Start of Document excerpt

Decision-Making for School Placement
About a year ago, my daughter and son-in-law were getting ready to choose a preschool for their daughter, who was not even three at the time. There were several alternatives, as well as pressure to get into a preschool before all were fully enrolled. One school even required that my granddaughter come and visit the school without her parents to see if it would be a good fit for one of the two remaining spots. This was hard to believe given her age.
One important decision at the end of a school year is school placement for the following year. The following steps should be considered:
- Accurately assess your child’s skill set, academically, socially and emotionally.
- Check with your child’s current teacher.
- The teacher can provide valuable input through a behavioral rating scale, at a teacher conference, or with anecdotal evidence.
- At the parent-teacher conference, ask questions about your child’s performance at the school that include:
- How are the child’s verbal, gross motor, fine motor and social skills relative to their classmates?
- Does your child prefer to play alone?
- Is your child resistant to participating in certain activities such as circle time while at school?
- Is your child younger than others and therefore likely to benefit from an additional year of preschool?
A child who prefers structure will benefit from a smaller, quieter and more predictable environment. A child who has a lot of energy and enjoys sports might do better in a less academic and more physically active placement.
- Consider your own personal needs.
- With so many demands from work and home, it is important to keep things simple.
- Advantages of a neighborhood school include reduced driving and time commitments. A neighborhood school leads to a greater likelihood of forming a carpool.

End of Document excerpt
Start of The data

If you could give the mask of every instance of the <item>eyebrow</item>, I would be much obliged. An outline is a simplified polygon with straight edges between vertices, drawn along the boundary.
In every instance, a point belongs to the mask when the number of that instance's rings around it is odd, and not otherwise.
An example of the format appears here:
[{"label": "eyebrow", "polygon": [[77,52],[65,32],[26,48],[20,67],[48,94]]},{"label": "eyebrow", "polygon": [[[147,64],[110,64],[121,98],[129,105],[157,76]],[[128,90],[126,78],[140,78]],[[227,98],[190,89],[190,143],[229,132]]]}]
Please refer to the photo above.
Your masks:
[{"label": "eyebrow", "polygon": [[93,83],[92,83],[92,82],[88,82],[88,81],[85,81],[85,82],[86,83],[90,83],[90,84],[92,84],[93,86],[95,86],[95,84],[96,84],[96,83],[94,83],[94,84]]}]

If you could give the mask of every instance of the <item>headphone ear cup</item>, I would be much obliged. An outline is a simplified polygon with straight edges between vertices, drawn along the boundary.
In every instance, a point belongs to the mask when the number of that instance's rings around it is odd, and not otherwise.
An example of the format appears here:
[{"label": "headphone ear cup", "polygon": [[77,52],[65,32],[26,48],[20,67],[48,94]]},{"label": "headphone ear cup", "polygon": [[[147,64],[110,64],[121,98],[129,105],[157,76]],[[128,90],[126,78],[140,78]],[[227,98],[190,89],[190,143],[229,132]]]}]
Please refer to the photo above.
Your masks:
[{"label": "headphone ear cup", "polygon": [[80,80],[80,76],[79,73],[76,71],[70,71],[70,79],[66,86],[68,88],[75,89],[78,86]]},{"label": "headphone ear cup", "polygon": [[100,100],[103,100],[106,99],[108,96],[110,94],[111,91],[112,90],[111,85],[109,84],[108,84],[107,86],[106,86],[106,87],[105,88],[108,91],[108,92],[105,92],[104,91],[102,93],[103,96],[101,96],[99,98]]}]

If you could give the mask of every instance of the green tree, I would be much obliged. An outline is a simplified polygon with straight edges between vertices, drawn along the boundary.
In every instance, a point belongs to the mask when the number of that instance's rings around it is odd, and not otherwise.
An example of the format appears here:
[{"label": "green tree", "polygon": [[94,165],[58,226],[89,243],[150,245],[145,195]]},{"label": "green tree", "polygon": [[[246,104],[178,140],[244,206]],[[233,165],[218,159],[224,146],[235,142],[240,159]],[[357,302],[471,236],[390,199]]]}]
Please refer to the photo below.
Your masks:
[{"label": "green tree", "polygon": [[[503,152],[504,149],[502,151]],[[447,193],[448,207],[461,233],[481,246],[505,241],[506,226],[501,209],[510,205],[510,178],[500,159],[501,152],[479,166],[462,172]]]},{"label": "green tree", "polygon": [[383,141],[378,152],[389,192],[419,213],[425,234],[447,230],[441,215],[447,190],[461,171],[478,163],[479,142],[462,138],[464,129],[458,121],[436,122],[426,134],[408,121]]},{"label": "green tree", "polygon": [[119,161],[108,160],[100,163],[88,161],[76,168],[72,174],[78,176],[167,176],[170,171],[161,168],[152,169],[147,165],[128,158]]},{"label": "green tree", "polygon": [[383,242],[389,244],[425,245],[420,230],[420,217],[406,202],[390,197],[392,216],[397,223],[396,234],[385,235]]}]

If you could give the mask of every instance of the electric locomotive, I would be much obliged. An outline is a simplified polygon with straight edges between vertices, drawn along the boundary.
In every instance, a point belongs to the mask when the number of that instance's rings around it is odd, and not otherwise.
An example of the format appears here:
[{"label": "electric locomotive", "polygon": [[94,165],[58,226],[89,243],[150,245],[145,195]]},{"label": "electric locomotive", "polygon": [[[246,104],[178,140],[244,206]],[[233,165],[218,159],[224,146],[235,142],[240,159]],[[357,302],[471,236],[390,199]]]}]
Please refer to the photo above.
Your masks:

End of The data

> [What this exercise asks]
1. Translate this sentence from the school placement article into Spanish: "A child who has a lot of energy and enjoys sports might do better in a less academic and more physically active placement."
2. Answer these questions using the school placement article:
(a) How old was the granddaughter when her parents were choosing a preschool?
(b) What kind of environment does the article say will benefit a child who prefers structure?
(c) What advantages of a neighborhood school does the article list?
3. Carry on the school placement article from its final sentence.

> [Responses to the exercise]
1. Un niño que tiene mucha energía y disfruta de los deportes podría rendir mejor en una ubicación escolar menos académica y más activa físicamente.

2.
(a) She was not yet three.
(b) A smaller, quieter and more predictable environment.
(c) Less driving and fewer time commitments, and a greater chance of forming a carpool.

3.
- Parents who are relaxed are more available to engage in their child’s current interests, to visit or volunteer at school, and to help build a community with other children and parents.
- Seek input from outside professionals.
- Consult your child’s pediatrician if you or the current teacher suspect something is out of the norm such as a behavioral issue.
- Focus your attention to pinpoint your child’s strengths and weaknesses.
- Identify resources for additional support.
- Advocate for your child.
- You and your spouse know your child better than anyone else.
- Advocate for collecting as much information as you can to make an informed placement decision.
- Support services can be added as priorities may shift. It is important to be creative and resourceful to meet your child’s needs.
- Mine the treasures that your child will bring into your lives.
- Do your homework.
- Visit the school with your child.
- Talk to parents of other students at the school.
- Factor in the cost of a school as not all schools cost the same.
- Prioritize what is most important to you and your child, even as you recognize that no decision can be perfect.
Happy decision-making for school placement!